### Brief
Return only the lines of the data below from the line with "Examine the picture below." up to and including the line with "Spot the spectator", exactly as written, with the pictures omitted.

Records contained in a dataset
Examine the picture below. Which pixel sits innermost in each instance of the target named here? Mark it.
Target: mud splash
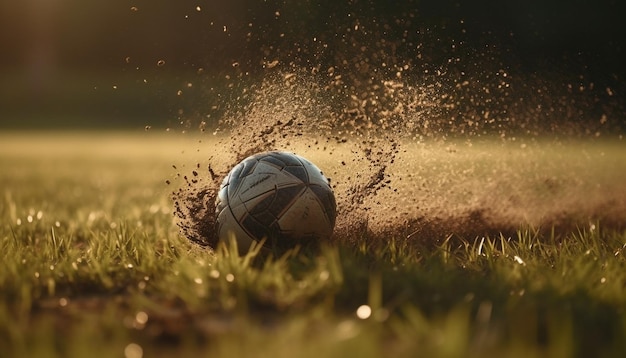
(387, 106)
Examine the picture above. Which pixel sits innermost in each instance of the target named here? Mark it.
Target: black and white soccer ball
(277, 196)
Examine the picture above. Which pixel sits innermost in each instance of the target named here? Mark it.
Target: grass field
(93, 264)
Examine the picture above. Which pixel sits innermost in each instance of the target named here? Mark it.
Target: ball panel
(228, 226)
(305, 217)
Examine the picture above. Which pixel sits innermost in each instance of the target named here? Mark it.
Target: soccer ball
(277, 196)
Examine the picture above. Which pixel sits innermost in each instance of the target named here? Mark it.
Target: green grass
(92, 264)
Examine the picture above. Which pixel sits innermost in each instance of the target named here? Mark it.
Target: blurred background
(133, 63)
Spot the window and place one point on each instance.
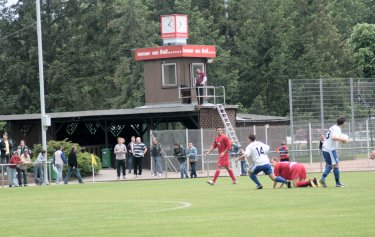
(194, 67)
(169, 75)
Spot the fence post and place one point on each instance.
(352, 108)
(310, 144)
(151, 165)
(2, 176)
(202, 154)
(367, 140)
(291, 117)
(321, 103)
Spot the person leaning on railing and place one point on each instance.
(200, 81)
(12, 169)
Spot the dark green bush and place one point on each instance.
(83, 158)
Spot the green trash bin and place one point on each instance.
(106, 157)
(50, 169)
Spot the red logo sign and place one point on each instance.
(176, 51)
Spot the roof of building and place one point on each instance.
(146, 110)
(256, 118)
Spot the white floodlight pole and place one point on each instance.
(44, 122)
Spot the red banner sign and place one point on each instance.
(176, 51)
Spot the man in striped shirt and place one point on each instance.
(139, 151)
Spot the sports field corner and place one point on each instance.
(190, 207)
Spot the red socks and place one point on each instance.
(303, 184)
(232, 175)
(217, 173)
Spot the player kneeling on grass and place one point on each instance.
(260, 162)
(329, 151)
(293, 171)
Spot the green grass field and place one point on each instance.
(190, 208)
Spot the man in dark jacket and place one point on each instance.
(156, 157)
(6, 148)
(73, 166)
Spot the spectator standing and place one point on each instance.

...

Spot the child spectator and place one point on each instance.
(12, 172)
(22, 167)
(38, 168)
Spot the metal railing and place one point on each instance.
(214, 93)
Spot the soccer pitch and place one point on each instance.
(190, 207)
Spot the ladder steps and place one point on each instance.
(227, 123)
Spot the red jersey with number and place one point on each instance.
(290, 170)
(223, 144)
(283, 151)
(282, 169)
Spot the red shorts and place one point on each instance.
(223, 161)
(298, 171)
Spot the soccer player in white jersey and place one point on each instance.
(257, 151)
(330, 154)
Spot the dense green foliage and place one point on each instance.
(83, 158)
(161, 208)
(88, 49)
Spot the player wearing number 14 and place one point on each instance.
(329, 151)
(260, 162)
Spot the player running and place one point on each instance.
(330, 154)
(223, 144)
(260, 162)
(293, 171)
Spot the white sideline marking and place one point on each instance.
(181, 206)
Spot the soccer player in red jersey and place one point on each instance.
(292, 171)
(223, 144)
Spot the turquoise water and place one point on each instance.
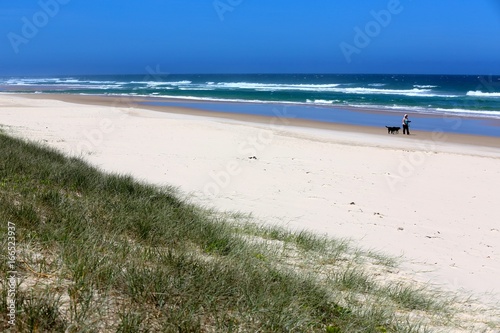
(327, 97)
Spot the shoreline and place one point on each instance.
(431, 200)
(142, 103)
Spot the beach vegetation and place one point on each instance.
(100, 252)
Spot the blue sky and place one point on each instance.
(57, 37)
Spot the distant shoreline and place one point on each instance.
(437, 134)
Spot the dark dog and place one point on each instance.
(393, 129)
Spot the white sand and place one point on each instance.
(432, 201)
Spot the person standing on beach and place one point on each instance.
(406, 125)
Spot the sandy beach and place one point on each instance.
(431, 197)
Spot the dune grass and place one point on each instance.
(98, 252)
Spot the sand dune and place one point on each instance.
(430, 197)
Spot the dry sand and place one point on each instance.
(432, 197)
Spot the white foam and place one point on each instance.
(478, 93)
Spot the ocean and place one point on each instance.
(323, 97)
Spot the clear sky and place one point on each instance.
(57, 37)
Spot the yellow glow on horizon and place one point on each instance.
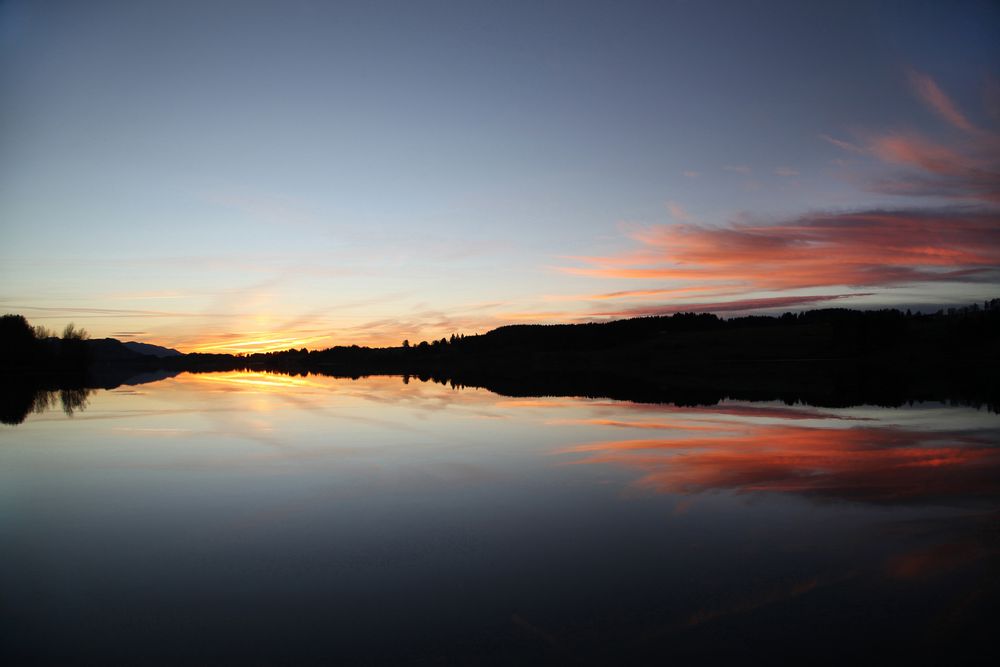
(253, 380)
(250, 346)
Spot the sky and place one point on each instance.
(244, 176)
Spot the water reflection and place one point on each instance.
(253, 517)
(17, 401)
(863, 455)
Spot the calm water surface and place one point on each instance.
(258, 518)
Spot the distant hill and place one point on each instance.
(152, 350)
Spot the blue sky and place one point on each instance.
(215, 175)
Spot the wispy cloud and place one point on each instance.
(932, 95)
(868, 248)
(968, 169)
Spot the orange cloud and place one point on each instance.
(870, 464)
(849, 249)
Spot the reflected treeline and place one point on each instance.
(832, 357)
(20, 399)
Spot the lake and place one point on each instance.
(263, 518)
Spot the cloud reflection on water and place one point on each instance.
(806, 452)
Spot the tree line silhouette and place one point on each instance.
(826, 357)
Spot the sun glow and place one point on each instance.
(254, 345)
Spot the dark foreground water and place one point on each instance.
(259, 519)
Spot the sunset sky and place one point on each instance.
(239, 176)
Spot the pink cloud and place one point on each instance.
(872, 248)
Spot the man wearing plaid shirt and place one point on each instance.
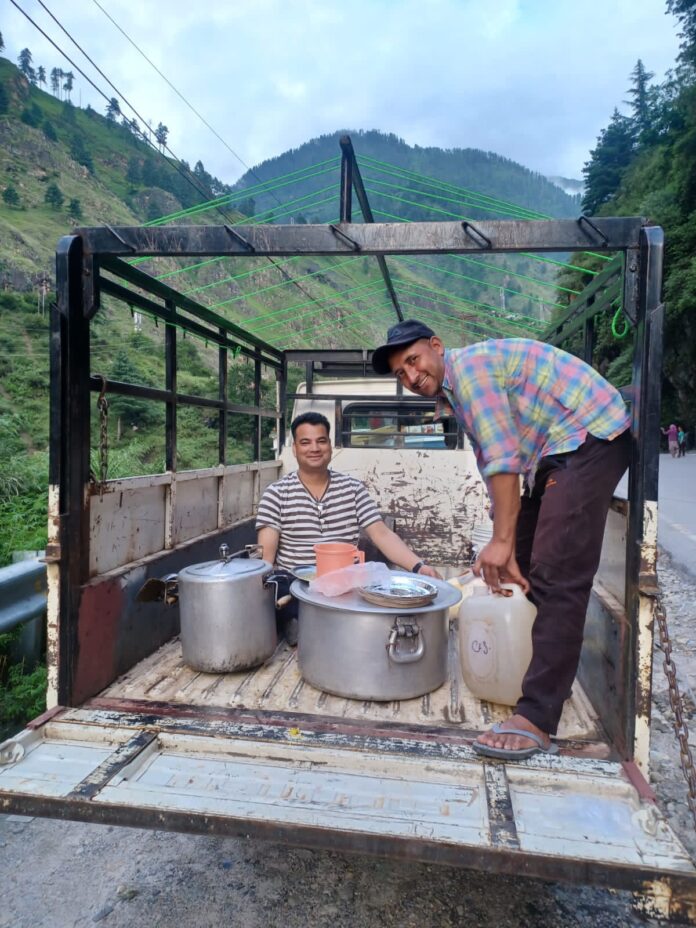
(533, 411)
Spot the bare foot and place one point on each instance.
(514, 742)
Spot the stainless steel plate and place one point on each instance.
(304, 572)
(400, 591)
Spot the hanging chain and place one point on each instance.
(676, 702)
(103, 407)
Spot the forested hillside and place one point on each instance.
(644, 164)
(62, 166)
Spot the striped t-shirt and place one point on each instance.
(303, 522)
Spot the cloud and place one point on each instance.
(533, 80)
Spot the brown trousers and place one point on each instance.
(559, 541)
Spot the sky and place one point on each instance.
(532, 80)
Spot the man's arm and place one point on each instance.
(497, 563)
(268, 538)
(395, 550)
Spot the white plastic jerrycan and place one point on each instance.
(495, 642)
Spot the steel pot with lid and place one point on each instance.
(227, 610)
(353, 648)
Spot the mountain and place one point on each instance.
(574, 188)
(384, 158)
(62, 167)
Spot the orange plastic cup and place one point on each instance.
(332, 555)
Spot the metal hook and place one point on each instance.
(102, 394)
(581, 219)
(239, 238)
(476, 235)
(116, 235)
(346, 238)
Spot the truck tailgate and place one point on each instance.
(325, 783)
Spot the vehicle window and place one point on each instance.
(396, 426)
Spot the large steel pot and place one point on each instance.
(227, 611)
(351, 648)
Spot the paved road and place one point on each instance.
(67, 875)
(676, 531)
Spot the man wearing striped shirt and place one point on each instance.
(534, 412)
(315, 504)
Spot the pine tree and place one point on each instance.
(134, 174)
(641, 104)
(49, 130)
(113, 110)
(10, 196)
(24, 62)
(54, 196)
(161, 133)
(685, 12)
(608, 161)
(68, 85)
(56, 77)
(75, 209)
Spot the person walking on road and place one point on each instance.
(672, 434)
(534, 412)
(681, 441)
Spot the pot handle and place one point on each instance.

### Result of the exercise
Examine the picture below. Which pixel sits innermost in each instance of the target named here? Mark it.
Target: mud splash
(387, 106)
Examine the picture above. Which pixel sits innermost in each instance of the target named here? Mark it.
Target: black and white soccer ball
(277, 196)
Examine the picture above. Which pixel sits innermost in each instance of the target named here? Mark it.
Target: grass field
(93, 264)
Examine the picture above. Which pixel sits innermost in each instance of the target named here? Mark it.
Target: ball panel
(228, 226)
(305, 217)
Examine the picture above. Which pixel sits innermost in each instance of the target named here? Mark it.
Target: soccer ball
(277, 196)
Examine the picture above. Which pixel sits innermost in each instance of the target named here? Mark it.
Target: green grass
(92, 264)
Examine the picture above. Which pixel sits innermost in each instance of the target named here? Mark it.
Target: blurred background
(133, 63)
Spot the window and place one point on each instance.
(194, 67)
(169, 75)
Spot the fence post and place one point on each instance.
(352, 108)
(310, 144)
(151, 165)
(2, 176)
(202, 154)
(367, 140)
(291, 117)
(321, 103)
Spot the person leaning on railing and place one point on each instance.
(200, 81)
(12, 169)
Spot the dark green bush and place one point on each instance.
(83, 158)
Spot the green trash bin and place one point on each instance.
(106, 157)
(50, 169)
Spot the red logo sign and place one point on each instance.
(176, 51)
Spot the roof of building and place one point on each instance.
(146, 110)
(256, 118)
Spot the white floodlight pole and place one point on each instance.
(44, 122)
Spot the red banner sign and place one point on each instance.
(176, 51)
Spot the man in striped shirt and place one point on each instance.
(139, 151)
Spot the sports field corner and place one point on each instance.
(190, 207)
Spot the red socks and place one point on each instance.
(303, 184)
(232, 175)
(217, 173)
Spot the player kneeling on grass and place one point on each instance.
(260, 162)
(329, 151)
(293, 171)
Spot the green grass field and place one point on each instance.
(190, 208)
Spot the man in dark jacket and place one point on each instance.
(156, 157)
(6, 148)
(73, 166)
Spot the spectator standing and place one point on each instance.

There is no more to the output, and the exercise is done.